Aim of the exercise:
Write down each entry again, exactly as it reads.

---*---

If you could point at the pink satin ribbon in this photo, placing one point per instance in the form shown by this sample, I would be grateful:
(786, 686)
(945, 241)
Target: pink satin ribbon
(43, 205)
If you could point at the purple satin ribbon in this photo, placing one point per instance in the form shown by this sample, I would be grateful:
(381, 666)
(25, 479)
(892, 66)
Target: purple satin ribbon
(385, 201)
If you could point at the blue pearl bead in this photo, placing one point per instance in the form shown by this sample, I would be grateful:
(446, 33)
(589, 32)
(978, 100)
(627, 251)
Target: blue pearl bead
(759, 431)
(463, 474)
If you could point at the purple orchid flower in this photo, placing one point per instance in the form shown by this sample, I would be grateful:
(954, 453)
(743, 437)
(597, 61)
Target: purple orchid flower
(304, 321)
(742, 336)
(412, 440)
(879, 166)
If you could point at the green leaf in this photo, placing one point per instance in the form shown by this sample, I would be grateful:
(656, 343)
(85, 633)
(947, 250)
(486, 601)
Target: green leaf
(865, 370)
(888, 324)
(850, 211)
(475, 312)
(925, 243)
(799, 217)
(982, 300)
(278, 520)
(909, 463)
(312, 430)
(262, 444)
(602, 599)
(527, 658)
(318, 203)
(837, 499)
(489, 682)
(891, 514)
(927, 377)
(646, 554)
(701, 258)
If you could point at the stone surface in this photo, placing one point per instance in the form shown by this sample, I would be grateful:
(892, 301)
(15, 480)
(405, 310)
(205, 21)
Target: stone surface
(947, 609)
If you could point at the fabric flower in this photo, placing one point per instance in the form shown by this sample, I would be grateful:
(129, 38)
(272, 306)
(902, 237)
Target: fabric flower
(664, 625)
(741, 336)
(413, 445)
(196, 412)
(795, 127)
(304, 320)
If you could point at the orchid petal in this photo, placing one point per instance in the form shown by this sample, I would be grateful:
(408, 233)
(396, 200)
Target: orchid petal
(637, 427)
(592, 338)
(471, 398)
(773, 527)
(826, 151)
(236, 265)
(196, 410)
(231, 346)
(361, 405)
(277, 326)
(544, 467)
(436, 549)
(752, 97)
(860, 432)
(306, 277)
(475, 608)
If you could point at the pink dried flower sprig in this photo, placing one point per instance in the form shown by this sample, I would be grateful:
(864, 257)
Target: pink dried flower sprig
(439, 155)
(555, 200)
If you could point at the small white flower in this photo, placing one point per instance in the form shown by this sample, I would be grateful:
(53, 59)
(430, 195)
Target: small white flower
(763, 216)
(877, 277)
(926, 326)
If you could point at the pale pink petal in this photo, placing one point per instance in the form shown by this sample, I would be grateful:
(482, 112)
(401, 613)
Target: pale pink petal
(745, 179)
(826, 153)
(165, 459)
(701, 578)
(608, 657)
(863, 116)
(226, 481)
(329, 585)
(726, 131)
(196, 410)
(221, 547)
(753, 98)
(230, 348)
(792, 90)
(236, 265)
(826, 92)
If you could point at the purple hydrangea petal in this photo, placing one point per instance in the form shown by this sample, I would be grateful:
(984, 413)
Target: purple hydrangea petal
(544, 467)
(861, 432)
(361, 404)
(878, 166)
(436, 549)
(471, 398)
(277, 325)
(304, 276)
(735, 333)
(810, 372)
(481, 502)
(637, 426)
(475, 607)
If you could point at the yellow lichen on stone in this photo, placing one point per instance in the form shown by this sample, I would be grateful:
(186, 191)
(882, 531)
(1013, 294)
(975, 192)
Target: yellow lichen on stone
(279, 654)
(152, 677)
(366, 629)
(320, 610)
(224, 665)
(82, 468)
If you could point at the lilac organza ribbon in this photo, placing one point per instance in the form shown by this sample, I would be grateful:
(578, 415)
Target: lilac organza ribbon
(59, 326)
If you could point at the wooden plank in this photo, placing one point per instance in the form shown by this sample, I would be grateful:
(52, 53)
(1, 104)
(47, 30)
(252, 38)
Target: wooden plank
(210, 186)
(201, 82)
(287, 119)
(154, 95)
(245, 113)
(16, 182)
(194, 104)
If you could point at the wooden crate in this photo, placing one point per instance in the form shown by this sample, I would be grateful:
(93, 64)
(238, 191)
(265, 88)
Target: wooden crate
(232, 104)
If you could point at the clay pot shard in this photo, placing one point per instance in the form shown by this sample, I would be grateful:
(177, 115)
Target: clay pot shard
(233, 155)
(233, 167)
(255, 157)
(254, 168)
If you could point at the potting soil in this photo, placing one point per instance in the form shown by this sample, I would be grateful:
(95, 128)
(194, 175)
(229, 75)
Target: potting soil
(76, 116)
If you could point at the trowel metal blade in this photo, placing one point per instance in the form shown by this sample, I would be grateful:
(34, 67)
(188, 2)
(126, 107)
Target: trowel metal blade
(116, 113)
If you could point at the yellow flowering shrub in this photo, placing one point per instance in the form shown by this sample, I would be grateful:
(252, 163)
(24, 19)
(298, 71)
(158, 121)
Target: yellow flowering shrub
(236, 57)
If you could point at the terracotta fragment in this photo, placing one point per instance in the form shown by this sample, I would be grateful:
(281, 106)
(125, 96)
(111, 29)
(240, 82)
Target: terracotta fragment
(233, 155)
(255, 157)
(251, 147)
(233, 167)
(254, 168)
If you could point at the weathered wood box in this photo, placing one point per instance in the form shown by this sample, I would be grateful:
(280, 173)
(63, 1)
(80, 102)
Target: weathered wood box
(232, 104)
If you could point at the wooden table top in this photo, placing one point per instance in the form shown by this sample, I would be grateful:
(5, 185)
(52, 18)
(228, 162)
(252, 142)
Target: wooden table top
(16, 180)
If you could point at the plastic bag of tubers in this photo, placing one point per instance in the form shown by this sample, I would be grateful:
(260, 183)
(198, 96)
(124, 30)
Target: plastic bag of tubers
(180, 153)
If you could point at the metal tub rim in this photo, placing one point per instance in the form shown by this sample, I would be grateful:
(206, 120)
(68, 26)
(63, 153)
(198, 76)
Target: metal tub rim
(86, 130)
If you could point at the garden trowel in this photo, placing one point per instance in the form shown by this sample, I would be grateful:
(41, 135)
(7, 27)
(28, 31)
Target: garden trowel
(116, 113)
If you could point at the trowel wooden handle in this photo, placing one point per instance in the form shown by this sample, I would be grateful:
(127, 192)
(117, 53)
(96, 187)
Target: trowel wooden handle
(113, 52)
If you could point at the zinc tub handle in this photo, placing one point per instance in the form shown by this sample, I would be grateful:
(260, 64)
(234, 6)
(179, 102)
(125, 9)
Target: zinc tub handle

---*---

Response to this exercise:
If you could point at the pink satin ribbon in this photo, placing one point per instance in the form shown by this sample, I would be grateful:
(786, 686)
(945, 241)
Target: pink satin ribbon
(43, 205)
If you could point at the purple satin ribbon in this photo, placing one point per instance in the form shown by this sample, I would be grateful:
(381, 666)
(25, 479)
(892, 66)
Target: purple satin ribbon
(385, 201)
If you could point at the blue pearl bead in this photo, placing one point per instance in the form shown by this sample, I would be grateful:
(446, 33)
(589, 32)
(978, 100)
(627, 251)
Target: blue pearl bead
(759, 431)
(463, 474)
If you could point at the purple orchid flower in this photo, placing one point per instance in the form shown by this sample, I would be grateful:
(954, 453)
(743, 437)
(597, 61)
Target: purple orchid flower
(304, 321)
(742, 336)
(412, 440)
(879, 166)
If you could point at the green leaf in this photo, placing one point per instance in the form shown by this sample, I would be grateful:
(656, 343)
(85, 633)
(947, 250)
(486, 601)
Target: green leaf
(865, 370)
(888, 324)
(850, 211)
(475, 312)
(925, 243)
(799, 217)
(982, 300)
(278, 520)
(909, 463)
(312, 430)
(262, 444)
(602, 599)
(527, 658)
(318, 203)
(837, 499)
(489, 682)
(891, 514)
(927, 377)
(646, 554)
(701, 258)
If you could point at the stone surface in this photo, placing one point per instance in the form shown by this sample, I would be grateful:
(892, 301)
(15, 480)
(405, 310)
(205, 21)
Target: stone surface
(947, 609)
If you could point at the fabric flower in this photo, placing one point per instance in the form shown by this sample, I would be grateful:
(129, 38)
(272, 306)
(902, 237)
Target: fabric flower
(664, 625)
(741, 336)
(413, 445)
(196, 412)
(795, 127)
(304, 320)
If you could point at the orchid petal in this photo, placing one point per instance in the form shown by this sample, I would be grateful:
(408, 233)
(396, 200)
Target: orchid petal
(637, 427)
(592, 338)
(471, 398)
(773, 527)
(826, 151)
(236, 265)
(196, 410)
(231, 346)
(361, 405)
(277, 326)
(544, 467)
(436, 549)
(752, 97)
(860, 432)
(306, 277)
(475, 608)
If you could point at the pink dried flower sprig in this photo, placing one point per instance in the form shown by this sample, I would be grateful:
(864, 257)
Target: pink dried flower sprig
(439, 155)
(555, 200)
If you could point at the small white flower in this photo, placing one point per instance in the form shown by this sample, I would be grateful:
(53, 59)
(430, 195)
Target: small white flower
(763, 216)
(877, 277)
(926, 326)
If you could point at the pale pink petal in this photo, placing one point per instance in the form shown by this sample, I would be grateful:
(482, 112)
(401, 613)
Target: pale pink petal
(745, 179)
(826, 153)
(165, 459)
(701, 578)
(608, 657)
(863, 116)
(226, 481)
(329, 585)
(726, 131)
(196, 410)
(221, 547)
(753, 98)
(230, 348)
(792, 90)
(236, 265)
(826, 92)
If you could point at the purple hydrangea petal in this photo, placing one point per instance in the form shown by this sample, I would be grateful:
(984, 413)
Target: purple hydrangea petal
(544, 467)
(861, 432)
(361, 404)
(878, 166)
(436, 549)
(471, 398)
(277, 325)
(304, 276)
(735, 333)
(810, 372)
(481, 502)
(637, 426)
(475, 607)
If you could point at the yellow lichen on stone in this photo, placing one point per instance in the form shown by this sample, I would be grateful:
(186, 191)
(882, 531)
(1013, 294)
(975, 192)
Target: yellow lichen on stone
(279, 654)
(152, 677)
(366, 629)
(320, 610)
(224, 665)
(82, 468)
If you could point at the lilac organza ribbon in this photo, placing one point per instance in the form shown by this sample, I would be grateful:
(578, 415)
Target: lilac organza ribbon
(59, 326)
If you could point at the wooden plank in this photo, placing one point per instance in the form shown by this sample, I would be grateful:
(52, 53)
(1, 104)
(47, 30)
(252, 38)
Target: wooden plank
(210, 186)
(201, 82)
(287, 119)
(154, 95)
(245, 113)
(16, 182)
(194, 104)
If you could point at the wooden crate in this photo, placing one point per instance in the form shown by this sample, I would be grateful:
(93, 64)
(238, 191)
(265, 88)
Target: wooden crate
(232, 104)
If you could point at the clay pot shard in this photo, placing one point per instance in the form shown by this sample, I would be grateful:
(177, 115)
Target: clay pot shard
(233, 155)
(233, 167)
(255, 157)
(254, 168)
If you could point at the potting soil in this photo, placing one point per instance in the form shown by this sample, I would be grateful:
(95, 128)
(194, 175)
(229, 75)
Target: potting soil
(76, 116)
If you could point at the trowel metal blade in this photo, placing one point per instance in the form shown by this sample, I would be grateful:
(34, 67)
(188, 2)
(126, 107)
Target: trowel metal blade
(116, 113)
If you could point at the yellow flowering shrub in this photo, placing one point per instance in the form shown by this sample, I would be grateful:
(252, 163)
(24, 19)
(298, 71)
(158, 121)
Target: yellow flowering shrub
(236, 57)
If you could point at the terracotta fragment in this photo, placing one point per instance in the form shown by this sample, I would be grateful:
(281, 106)
(125, 96)
(111, 29)
(240, 82)
Target: terracotta fragment
(233, 155)
(255, 157)
(251, 147)
(233, 167)
(254, 168)
If you could point at the weathered wood box in this photo, placing one point per instance in the form shown by this sample, I would be grateful:
(280, 173)
(63, 1)
(80, 102)
Target: weathered wood box
(232, 104)
If you could point at the wooden table top in this photo, placing one point per instance in the form shown by this sample, I would be grateful:
(5, 185)
(52, 18)
(228, 162)
(252, 142)
Target: wooden table top
(16, 180)
If you could point at the plastic bag of tubers in this photo, placing one point per instance in the form shown by this sample, I would be grateful:
(260, 183)
(198, 96)
(124, 30)
Target: plastic bag of tubers
(180, 153)
If you could point at the metal tub rim in this photo, placing one point per instance in the form shown by this sample, I would be grateful:
(206, 120)
(68, 26)
(63, 153)
(198, 76)
Target: metal tub rim
(86, 130)
If you could point at the garden trowel in this photo, placing one point per instance in the form shown by this sample, I would be grateful:
(41, 135)
(7, 27)
(28, 31)
Target: garden trowel
(116, 113)
If you could point at the trowel wooden handle in this photo, placing one point per instance in the form shown by this sample, I would be grateful:
(127, 192)
(117, 53)
(96, 187)
Target: trowel wooden handle
(113, 52)
If you could point at the zinc tub handle in this photo, placing one point per instance in the form shown by this sample, I would be grateful:
(260, 64)
(234, 6)
(179, 102)
(125, 9)
Target: zinc tub handle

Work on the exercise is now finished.